Sfida A: Dal testo sulle discoteche, trascrivi senza modifiche il brano che comincia con le parole "Ovviamente non bisogna" e si ferma dopo "nascondono autentiche trappole.".
Sfida B: Raccogli tutte le righe dei record in cui compare la parola "green".

Testo dato:

════════════════════

ROMA, venerdì, 2 novembre 2012 (ZENIT.org) – Che cosa sta succedendo alle nuove generazioni? Perché alcuni giovani rifiutano l’idea di divertirsi in modo tranquillo, senza scadere negli eccessi? Droghe ed alcolici trovano sempre più spazio in certi ambienti del tempo libero, come la discoteca.

Ovviamente non bisogna cadere nell’errore di generalizzare, perché non tutti i locali da ballo presentano insidie. Ci sono tante persone che si sforzano di creare luoghi di divertimento sicuri, per tutelare la salute dei ragazzi.

È sicuramente un errore attaccare tutto il mondo delle discoteche. Bisogna avere rispetto per chi cerca di svolgere il proprio lavoro con serietà. Ma non bisogna neanche chiudere gli occhi di fronte ad un fenomeno che dev’essere osservato con attenzione.

La discoteca non è un luogo satanico da guardare con sospetto. Rappresenta una risposta ad un comprensibile desiderio dei giovani: quello di riunirsi per trascorrere alcune ore ballando, incontrando altri amici. Il problema è che, a volte, alcuni ambienti che dovrebbero rilassare e divertire nascondono autentiche trappole.

Particolarmente pericolosi sono gli eccessi dei “rave”, immensi raduni musicali che si svolgono in posti isolati, lontani dai centri abitati, con elevato consumo di droga e alcolici.  

Il principale strumento di autodistruzione si chiama “ecstasy”, una pillola colorata che viene venduta nei rave e in alcuni  locali da ballo. Tra gli elementi che ne hanno favorito la diffusione c’è sicuramente la sua apparenza rassicurante.

════════════════════

Materiale fornito:
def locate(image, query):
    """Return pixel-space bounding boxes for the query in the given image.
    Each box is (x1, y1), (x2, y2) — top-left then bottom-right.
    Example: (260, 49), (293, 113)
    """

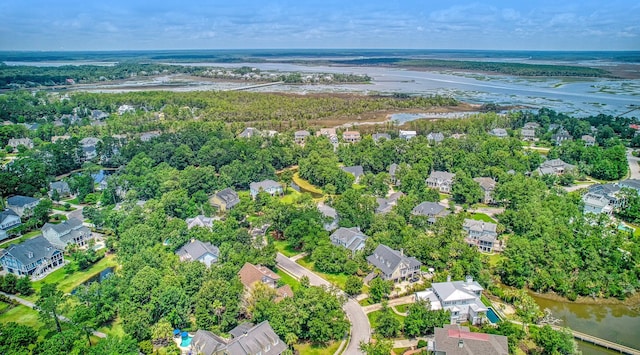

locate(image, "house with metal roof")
(462, 218), (498, 253)
(329, 227), (369, 254)
(41, 218), (93, 250)
(176, 239), (220, 267)
(249, 180), (284, 199)
(367, 244), (422, 282)
(7, 195), (40, 217)
(0, 236), (64, 278)
(190, 321), (287, 355)
(340, 165), (364, 184)
(411, 202), (451, 224)
(209, 187), (240, 212)
(426, 171), (456, 193)
(429, 324), (509, 355)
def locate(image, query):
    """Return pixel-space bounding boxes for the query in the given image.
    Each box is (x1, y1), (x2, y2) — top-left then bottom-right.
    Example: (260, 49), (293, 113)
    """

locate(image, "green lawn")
(276, 268), (300, 292)
(0, 305), (41, 329)
(293, 341), (340, 355)
(26, 255), (117, 300)
(471, 213), (497, 223)
(273, 240), (300, 258)
(296, 256), (348, 290)
(0, 230), (41, 248)
(367, 311), (406, 328)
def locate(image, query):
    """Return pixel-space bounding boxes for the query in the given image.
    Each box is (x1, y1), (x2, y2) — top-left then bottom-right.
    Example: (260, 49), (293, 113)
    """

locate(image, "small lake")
(531, 294), (640, 354)
(71, 267), (113, 295)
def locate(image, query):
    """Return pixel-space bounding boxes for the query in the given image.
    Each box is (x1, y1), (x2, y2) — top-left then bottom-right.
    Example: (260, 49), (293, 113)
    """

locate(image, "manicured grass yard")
(0, 305), (41, 329)
(276, 268), (300, 292)
(296, 256), (347, 290)
(273, 240), (300, 258)
(367, 311), (406, 328)
(471, 213), (496, 223)
(25, 255), (117, 300)
(293, 341), (340, 355)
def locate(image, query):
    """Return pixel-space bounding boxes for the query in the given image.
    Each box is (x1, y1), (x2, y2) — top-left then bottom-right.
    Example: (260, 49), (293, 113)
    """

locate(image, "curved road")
(276, 253), (371, 355)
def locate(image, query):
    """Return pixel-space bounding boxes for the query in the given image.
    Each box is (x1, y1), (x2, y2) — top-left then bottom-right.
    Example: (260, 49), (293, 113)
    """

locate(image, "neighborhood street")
(276, 253), (371, 354)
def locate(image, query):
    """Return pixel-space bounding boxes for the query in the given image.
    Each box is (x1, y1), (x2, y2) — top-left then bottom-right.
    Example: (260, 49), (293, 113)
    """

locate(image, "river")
(532, 294), (640, 355)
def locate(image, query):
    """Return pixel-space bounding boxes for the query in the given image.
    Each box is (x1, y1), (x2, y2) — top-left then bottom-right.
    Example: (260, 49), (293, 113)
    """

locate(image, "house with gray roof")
(426, 171), (456, 193)
(293, 130), (311, 144)
(427, 132), (444, 144)
(367, 244), (422, 282)
(429, 324), (509, 355)
(318, 203), (340, 232)
(209, 187), (240, 212)
(371, 133), (391, 143)
(473, 177), (496, 203)
(249, 180), (284, 199)
(49, 181), (71, 197)
(7, 195), (40, 217)
(0, 236), (64, 278)
(41, 218), (93, 250)
(411, 202), (451, 224)
(190, 321), (287, 355)
(536, 159), (576, 175)
(176, 239), (220, 267)
(489, 128), (509, 138)
(329, 227), (369, 255)
(340, 165), (364, 184)
(416, 276), (487, 325)
(462, 218), (498, 253)
(376, 191), (404, 214)
(7, 138), (33, 149)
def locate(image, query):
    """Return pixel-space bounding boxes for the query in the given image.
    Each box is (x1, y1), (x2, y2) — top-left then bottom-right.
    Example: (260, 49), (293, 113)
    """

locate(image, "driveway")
(276, 253), (371, 354)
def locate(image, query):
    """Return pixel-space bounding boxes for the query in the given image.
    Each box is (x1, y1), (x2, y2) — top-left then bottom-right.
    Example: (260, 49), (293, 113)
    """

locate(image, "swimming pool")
(180, 336), (193, 348)
(487, 308), (500, 324)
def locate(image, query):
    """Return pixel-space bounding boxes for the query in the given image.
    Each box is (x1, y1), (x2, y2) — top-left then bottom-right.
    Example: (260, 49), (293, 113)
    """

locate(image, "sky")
(0, 0), (640, 51)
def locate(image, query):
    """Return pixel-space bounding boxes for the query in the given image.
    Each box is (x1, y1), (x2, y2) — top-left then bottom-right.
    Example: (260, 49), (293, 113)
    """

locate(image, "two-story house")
(415, 276), (488, 325)
(0, 236), (64, 278)
(473, 177), (496, 204)
(176, 239), (220, 267)
(329, 227), (369, 255)
(209, 187), (240, 212)
(42, 218), (93, 250)
(462, 218), (498, 253)
(7, 195), (40, 218)
(367, 244), (422, 282)
(426, 171), (456, 193)
(411, 202), (451, 224)
(189, 321), (287, 355)
(249, 180), (284, 199)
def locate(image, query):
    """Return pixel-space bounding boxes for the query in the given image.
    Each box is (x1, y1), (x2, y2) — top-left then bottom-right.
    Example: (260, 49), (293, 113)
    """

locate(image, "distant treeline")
(332, 58), (612, 77)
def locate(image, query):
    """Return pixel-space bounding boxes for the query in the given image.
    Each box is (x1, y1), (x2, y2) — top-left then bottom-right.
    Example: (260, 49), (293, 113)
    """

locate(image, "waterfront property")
(0, 236), (64, 278)
(426, 171), (456, 193)
(411, 202), (451, 224)
(462, 218), (498, 253)
(7, 195), (40, 218)
(429, 324), (509, 355)
(249, 180), (284, 200)
(209, 187), (240, 212)
(189, 321), (287, 355)
(42, 218), (93, 250)
(329, 227), (369, 255)
(415, 276), (487, 325)
(367, 244), (422, 282)
(176, 239), (220, 267)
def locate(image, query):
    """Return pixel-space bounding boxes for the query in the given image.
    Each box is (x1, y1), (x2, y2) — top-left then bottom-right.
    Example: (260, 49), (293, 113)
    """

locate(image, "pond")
(71, 267), (113, 295)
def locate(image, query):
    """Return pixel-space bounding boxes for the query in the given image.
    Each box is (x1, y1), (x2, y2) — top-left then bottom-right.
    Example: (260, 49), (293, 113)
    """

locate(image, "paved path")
(276, 253), (371, 355)
(0, 291), (107, 338)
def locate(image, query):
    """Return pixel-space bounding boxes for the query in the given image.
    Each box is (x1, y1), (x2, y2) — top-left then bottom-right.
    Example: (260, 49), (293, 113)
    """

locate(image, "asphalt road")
(276, 253), (371, 355)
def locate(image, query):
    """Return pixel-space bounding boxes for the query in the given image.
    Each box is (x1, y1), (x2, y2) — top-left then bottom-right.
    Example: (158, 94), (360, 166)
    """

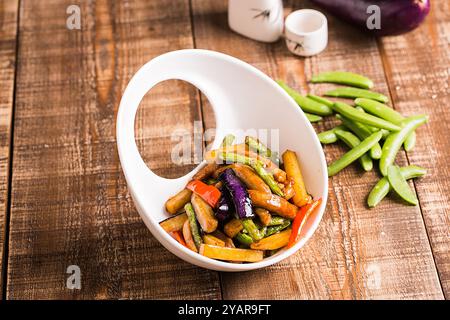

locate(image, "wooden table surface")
(0, 0), (450, 299)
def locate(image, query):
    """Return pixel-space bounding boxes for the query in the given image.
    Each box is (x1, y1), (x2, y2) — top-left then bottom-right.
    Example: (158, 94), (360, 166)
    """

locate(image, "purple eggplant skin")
(215, 187), (234, 221)
(219, 169), (255, 219)
(311, 0), (430, 36)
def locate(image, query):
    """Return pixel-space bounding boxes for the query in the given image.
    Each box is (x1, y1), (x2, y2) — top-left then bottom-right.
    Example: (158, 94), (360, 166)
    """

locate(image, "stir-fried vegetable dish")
(160, 135), (321, 263)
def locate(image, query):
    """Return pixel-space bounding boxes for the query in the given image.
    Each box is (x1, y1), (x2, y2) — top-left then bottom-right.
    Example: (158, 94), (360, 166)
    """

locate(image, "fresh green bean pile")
(277, 71), (428, 208)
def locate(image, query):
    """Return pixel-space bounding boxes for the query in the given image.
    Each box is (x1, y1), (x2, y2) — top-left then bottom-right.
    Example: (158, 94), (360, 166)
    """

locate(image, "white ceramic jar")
(228, 0), (284, 42)
(285, 9), (328, 57)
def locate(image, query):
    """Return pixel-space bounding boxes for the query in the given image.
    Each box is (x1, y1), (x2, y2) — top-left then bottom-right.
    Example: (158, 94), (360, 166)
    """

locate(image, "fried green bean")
(387, 165), (419, 206)
(380, 115), (428, 176)
(311, 71), (373, 89)
(333, 102), (401, 131)
(336, 130), (373, 171)
(245, 136), (272, 158)
(241, 218), (264, 241)
(269, 216), (289, 226)
(328, 132), (383, 177)
(221, 134), (236, 147)
(184, 203), (203, 249)
(264, 220), (291, 237)
(325, 88), (389, 102)
(277, 80), (333, 116)
(235, 232), (253, 247)
(367, 166), (427, 208)
(219, 152), (284, 197)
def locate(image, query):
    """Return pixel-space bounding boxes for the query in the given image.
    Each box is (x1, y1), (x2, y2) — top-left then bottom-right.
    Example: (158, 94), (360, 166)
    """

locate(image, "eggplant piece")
(311, 0), (430, 36)
(215, 187), (234, 221)
(219, 169), (255, 219)
(191, 193), (218, 233)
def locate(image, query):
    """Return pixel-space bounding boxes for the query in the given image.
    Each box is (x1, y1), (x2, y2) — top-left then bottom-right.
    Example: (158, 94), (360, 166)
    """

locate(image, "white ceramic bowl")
(116, 49), (328, 271)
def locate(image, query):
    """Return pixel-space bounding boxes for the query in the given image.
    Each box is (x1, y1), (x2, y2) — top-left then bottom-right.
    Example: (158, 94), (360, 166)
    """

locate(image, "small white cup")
(228, 0), (284, 42)
(285, 9), (328, 57)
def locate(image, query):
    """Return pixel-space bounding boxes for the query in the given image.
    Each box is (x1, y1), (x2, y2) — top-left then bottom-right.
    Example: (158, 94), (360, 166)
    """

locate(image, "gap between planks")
(0, 0), (21, 300)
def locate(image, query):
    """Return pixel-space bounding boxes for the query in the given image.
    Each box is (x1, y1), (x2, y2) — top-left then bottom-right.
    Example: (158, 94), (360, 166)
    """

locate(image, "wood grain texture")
(192, 0), (443, 299)
(2, 0), (220, 299)
(0, 1), (19, 299)
(380, 0), (450, 299)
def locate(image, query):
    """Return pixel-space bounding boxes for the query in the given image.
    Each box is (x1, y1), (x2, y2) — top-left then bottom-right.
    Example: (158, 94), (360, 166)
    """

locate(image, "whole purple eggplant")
(311, 0), (430, 36)
(219, 169), (254, 219)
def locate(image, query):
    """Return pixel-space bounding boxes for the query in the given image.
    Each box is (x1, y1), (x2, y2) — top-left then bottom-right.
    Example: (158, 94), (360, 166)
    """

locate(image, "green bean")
(355, 106), (391, 139)
(325, 88), (389, 102)
(388, 165), (419, 206)
(317, 126), (345, 144)
(336, 130), (373, 171)
(235, 232), (253, 247)
(355, 98), (405, 124)
(264, 220), (291, 237)
(403, 132), (417, 151)
(241, 218), (264, 241)
(219, 152), (284, 197)
(367, 166), (427, 208)
(336, 114), (381, 160)
(221, 134), (236, 147)
(277, 80), (333, 116)
(251, 161), (284, 197)
(380, 115), (428, 176)
(245, 136), (272, 158)
(219, 152), (261, 166)
(355, 98), (416, 151)
(184, 202), (203, 249)
(333, 102), (401, 131)
(306, 93), (334, 108)
(311, 71), (373, 89)
(305, 112), (322, 123)
(328, 132), (383, 177)
(269, 216), (289, 227)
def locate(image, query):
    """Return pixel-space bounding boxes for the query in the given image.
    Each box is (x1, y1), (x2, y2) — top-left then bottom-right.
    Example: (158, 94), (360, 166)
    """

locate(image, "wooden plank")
(0, 1), (19, 299)
(7, 0), (220, 299)
(380, 0), (450, 299)
(193, 0), (442, 299)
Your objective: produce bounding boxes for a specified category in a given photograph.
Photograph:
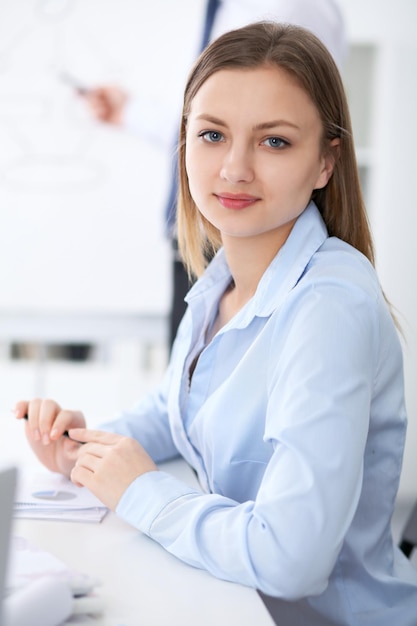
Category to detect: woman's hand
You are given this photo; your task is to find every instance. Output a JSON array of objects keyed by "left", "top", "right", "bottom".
[
  {"left": 15, "top": 398, "right": 85, "bottom": 477},
  {"left": 69, "top": 428, "right": 158, "bottom": 511}
]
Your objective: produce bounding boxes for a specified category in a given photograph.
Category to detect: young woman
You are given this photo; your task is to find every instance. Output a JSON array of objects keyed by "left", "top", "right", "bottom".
[{"left": 16, "top": 23, "right": 417, "bottom": 626}]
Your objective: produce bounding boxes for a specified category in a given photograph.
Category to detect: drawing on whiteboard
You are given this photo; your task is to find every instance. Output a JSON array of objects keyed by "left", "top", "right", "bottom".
[{"left": 0, "top": 0, "right": 122, "bottom": 193}]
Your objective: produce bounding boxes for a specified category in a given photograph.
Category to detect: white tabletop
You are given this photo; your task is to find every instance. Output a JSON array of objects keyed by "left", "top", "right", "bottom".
[{"left": 0, "top": 416, "right": 273, "bottom": 626}]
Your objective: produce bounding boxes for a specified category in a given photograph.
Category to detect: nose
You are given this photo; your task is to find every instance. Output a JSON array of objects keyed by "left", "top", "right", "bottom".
[{"left": 220, "top": 144, "right": 255, "bottom": 184}]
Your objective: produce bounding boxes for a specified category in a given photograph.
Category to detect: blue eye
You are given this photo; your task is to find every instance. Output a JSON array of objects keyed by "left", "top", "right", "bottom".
[
  {"left": 200, "top": 130, "right": 223, "bottom": 143},
  {"left": 262, "top": 137, "right": 289, "bottom": 148}
]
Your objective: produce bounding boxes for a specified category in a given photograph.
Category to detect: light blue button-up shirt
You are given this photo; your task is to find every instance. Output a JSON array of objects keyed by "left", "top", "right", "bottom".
[{"left": 106, "top": 203, "right": 417, "bottom": 626}]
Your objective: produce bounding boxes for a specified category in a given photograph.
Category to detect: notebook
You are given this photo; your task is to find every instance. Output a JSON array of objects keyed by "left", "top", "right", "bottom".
[
  {"left": 0, "top": 460, "right": 102, "bottom": 626},
  {"left": 0, "top": 467, "right": 17, "bottom": 624}
]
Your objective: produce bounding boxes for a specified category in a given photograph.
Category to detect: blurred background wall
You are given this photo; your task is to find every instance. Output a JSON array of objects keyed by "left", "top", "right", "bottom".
[{"left": 0, "top": 0, "right": 417, "bottom": 498}]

════════════════════

Risposta A:
Ovviamente non bisogna cadere nell’errore di generalizzare, perché non tutti i locali da ballo presentano insidie. Ci sono tante persone che si sforzano di creare luoghi di divertimento sicuri, per tutelare la salute dei ragazzi.

È sicuramente un errore attaccare tutto il mondo delle discoteche. Bisogna avere rispetto per chi cerca di svolgere il proprio lavoro con serietà. Ma non bisogna neanche chiudere gli occhi di fronte ad un fenomeno che dev’essere osservato con attenzione.

La discoteca non è un luogo satanico da guardare con sospetto. Rappresenta una risposta ad un comprensibile desiderio dei giovani: quello di riunirsi per trascorrere alcune ore ballando, incontrando altri amici. Il problema è che, a volte, alcuni ambienti che dovrebbero rilassare e divertire nascondono autentiche trappole.

Risposta B:
locate(image, "green lawn")
locate(image, "fresh green bean pile")
locate(image, "fried green bean")
locate(image, "green bean")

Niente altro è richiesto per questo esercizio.